*** Opening of Selected text ***
Links are at the end.
I suppose I could be writing into the void at this point, but I think I’m actually back. Fingers feeling itchy for the keyboard, anyway.
I’ve been to the mainland U.S., where I was guilty of not melting into the arms of relative luxury, but I’ve made amends by appreciating some things since my return, including that almost nobody unsubscribed to this thing despite my unannounced self-exile, and coffee and company. My machine broke, I got a new one, and the only Mr. Coffee in my life now is my steadfast coffee companion at the waterside haven shown above (haven shown, companion implied).
I did some thinking during my most recent ketamine adventure, which is unusual and contrary to my intent. The problem was, I think, a failure to fully inhale the stuff on account of being congested; in any event a couple of minor epiphanies were visited upon me, which is good but not good enough to keep me from getting some loratadine to take before the next session in hope of opening the nasal passages to facilitate sweet oblivion.
Speaking of which, you may have seen that phenylephrine, commonly included in cold remedies as a decongestant, is not a decongestant when taken orally.1 This explains why the nighttime cold medication containing it didn’t decongest me during my recent encounter with the cold virus after a four-year break.
The Kansas City Star ran an editorial bemoaning the state of the U.S health care “system,” using as a vehicle the plight of a popular local DJ struggling with both cancer and the financial consequences of it.2
The writers note that per capita health care spending here is at a minimum 50% greater than the second highest spender’s (Switzerland, which coincidentally has one of the more similar systems to ours), and more often 100% or more than in other wealthy nations.
They are at pains, though, to convey that they “aren’t here to push for a single-payer system, government-managed insurance or any other specific program,” despite that those sorts of systems are responsible for the less insane cost of health care in other countries as developed as we (ostensibly) are.
*** Close of Selected text ***
■ Task directions
Duplicate the passage of the blog post from "Speaking of which, you" down to "other wealthy nations." without changing a word.
*** Opening of Source information ***
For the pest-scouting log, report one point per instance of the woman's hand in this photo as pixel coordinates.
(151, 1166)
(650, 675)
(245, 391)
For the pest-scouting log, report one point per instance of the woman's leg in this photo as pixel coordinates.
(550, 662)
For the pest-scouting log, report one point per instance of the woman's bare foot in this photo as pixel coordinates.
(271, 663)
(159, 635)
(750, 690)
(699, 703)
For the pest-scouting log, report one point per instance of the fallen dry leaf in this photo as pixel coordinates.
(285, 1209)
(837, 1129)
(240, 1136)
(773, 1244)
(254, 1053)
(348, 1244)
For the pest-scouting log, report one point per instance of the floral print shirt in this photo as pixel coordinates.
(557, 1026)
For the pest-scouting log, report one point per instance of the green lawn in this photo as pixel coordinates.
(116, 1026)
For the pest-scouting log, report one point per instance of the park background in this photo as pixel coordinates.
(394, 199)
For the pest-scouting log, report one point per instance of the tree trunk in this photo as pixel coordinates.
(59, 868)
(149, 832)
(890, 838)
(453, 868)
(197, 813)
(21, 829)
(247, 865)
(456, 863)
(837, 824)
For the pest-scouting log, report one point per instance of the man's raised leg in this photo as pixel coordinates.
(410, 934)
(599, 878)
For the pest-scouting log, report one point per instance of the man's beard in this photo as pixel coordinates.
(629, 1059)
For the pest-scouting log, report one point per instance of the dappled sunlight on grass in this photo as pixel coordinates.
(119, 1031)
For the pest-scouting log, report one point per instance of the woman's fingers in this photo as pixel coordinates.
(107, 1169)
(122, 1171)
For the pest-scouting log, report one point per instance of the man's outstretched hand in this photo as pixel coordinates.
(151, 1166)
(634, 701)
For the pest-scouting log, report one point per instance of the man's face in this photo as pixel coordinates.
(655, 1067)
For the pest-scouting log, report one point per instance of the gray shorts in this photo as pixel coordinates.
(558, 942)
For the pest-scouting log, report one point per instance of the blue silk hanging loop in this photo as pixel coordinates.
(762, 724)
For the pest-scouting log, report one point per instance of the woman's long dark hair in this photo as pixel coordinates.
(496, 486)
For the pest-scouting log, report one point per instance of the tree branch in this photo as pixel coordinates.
*** Close of Source information ***
■ Exercise output
Speaking of which, you may have seen that phenylephrine, commonly included in cold remedies as a decongestant, is not a decongestant when taken orally.1 This explains why the nighttime cold medication containing it didn’t decongest me during my recent encounter with the cold virus after a four-year break.
The Kansas City Star ran an editorial bemoaning the state of the U.S health care “system,” using as a vehicle the plight of a popular local DJ struggling with both cancer and the financial consequences of it.2
The writers note that per capita health care spending here is at a minimum 50% greater than the second highest spender’s (Switzerland, which coincidentally has one of the more similar systems to ours), and more often 100% or more than in other wealthy nations.